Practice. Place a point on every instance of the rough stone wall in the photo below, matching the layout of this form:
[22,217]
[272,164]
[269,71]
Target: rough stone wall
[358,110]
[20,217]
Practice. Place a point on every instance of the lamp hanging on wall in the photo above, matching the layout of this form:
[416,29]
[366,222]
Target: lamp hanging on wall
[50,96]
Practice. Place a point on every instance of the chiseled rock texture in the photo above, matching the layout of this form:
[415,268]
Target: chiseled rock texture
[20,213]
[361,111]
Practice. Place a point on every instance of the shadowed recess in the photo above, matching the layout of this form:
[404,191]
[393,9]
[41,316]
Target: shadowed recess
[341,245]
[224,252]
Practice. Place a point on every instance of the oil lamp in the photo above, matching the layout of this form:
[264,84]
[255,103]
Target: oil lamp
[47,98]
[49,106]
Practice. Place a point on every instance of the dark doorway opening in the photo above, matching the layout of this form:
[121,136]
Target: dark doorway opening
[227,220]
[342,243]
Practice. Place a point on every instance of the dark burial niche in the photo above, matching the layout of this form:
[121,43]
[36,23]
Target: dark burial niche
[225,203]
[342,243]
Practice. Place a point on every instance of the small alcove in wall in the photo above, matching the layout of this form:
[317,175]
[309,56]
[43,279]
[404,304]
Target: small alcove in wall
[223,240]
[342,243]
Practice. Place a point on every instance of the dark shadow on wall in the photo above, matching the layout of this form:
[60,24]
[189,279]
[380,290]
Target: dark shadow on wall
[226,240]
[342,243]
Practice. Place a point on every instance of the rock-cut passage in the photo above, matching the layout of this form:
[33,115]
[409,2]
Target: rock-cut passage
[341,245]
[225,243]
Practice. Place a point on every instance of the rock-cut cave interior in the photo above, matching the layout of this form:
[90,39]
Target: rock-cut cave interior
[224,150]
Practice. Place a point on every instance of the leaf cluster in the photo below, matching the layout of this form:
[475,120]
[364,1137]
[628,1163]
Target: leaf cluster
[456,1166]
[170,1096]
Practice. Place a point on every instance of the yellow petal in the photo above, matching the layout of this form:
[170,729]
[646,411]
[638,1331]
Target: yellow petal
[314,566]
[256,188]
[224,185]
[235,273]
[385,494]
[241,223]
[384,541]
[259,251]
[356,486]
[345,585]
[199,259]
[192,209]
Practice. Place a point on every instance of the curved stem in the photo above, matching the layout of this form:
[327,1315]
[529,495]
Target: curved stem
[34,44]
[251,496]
..............................
- What the task requires: Your task is to return, exactly and on their own, the lines from the one containing "the rock-cut passage" through the last line of the listing.

- Answer for this exercise:
Practice. Place a point on every instance of the rock-cut passage in the photo above, matching the layout of this form:
[33,115]
[409,2]
Target: rock-cut passage
[341,245]
[225,243]
Practice. Place a point on every instance of the rock-cut cave interior in the photo above, matching the layout of this form:
[90,39]
Target: rock-cut cave interior
[224,150]
Practice. Place a point on every instance of the leaf cluster in the photo below, matching the layout of this form:
[475,120]
[364,1137]
[628,1163]
Target: leaf cluster
[456,1166]
[170,1096]
Practice. Place a point on every instance of the yellow petal in the photo above, matching the layout of this form:
[170,729]
[646,411]
[638,1331]
Target: yellow petal
[314,566]
[256,188]
[224,185]
[235,273]
[385,494]
[241,223]
[384,541]
[259,251]
[356,486]
[345,585]
[199,259]
[192,209]
Practice. Place a point on every instance of the curved stem in the photo above, matching the layout of this form:
[327,1315]
[529,495]
Target: curved stem
[34,44]
[251,496]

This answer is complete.